Object detection data:
· · · · · · ·

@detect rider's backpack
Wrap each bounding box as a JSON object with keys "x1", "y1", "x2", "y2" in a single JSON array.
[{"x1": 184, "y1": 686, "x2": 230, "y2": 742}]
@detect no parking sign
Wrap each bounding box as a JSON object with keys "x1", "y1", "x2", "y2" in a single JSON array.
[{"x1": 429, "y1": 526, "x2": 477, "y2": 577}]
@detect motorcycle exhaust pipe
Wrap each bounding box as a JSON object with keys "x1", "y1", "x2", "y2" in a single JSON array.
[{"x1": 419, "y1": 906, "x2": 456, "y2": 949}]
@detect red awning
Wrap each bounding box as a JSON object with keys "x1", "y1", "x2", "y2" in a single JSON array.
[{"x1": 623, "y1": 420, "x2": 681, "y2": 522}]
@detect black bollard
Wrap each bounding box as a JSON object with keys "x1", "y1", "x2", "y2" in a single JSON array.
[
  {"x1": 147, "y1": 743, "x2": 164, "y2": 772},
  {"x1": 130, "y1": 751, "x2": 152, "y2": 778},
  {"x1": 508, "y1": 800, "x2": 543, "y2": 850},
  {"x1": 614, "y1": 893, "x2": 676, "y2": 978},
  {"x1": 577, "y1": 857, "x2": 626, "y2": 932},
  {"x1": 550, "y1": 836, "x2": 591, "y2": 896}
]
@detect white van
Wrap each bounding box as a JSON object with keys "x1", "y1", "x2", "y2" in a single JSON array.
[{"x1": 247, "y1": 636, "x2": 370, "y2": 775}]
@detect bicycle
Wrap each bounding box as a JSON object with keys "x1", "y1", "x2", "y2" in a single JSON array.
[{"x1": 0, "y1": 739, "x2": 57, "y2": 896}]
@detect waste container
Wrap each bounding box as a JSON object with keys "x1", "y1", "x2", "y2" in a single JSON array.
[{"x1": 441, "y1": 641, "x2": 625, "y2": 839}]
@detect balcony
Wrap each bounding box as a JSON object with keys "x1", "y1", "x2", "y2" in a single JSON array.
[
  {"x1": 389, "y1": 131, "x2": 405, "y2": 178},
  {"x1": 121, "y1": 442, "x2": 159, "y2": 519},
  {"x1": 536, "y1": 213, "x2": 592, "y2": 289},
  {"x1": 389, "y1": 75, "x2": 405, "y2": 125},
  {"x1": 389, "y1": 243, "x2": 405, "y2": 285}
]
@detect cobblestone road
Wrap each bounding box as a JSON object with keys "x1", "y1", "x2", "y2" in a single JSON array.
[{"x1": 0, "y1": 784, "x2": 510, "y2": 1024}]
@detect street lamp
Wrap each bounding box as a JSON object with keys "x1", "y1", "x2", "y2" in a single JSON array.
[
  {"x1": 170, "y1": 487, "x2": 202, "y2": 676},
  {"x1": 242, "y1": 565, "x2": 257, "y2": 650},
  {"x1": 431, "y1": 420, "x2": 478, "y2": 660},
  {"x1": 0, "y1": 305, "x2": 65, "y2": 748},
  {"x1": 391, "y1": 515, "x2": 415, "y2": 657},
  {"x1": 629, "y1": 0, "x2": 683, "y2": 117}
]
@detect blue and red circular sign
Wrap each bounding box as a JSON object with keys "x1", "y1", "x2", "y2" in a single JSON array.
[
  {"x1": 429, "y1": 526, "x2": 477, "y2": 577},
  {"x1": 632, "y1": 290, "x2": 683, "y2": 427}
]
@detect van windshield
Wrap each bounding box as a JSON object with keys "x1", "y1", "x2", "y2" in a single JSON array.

· · · · · · ·

**EXERCISE PROMPT:** Count the lines in the listing above that contain the string "sign", treating uppercase and lowercase as different, and reply with the number alone.

**TASK RESULT:** 2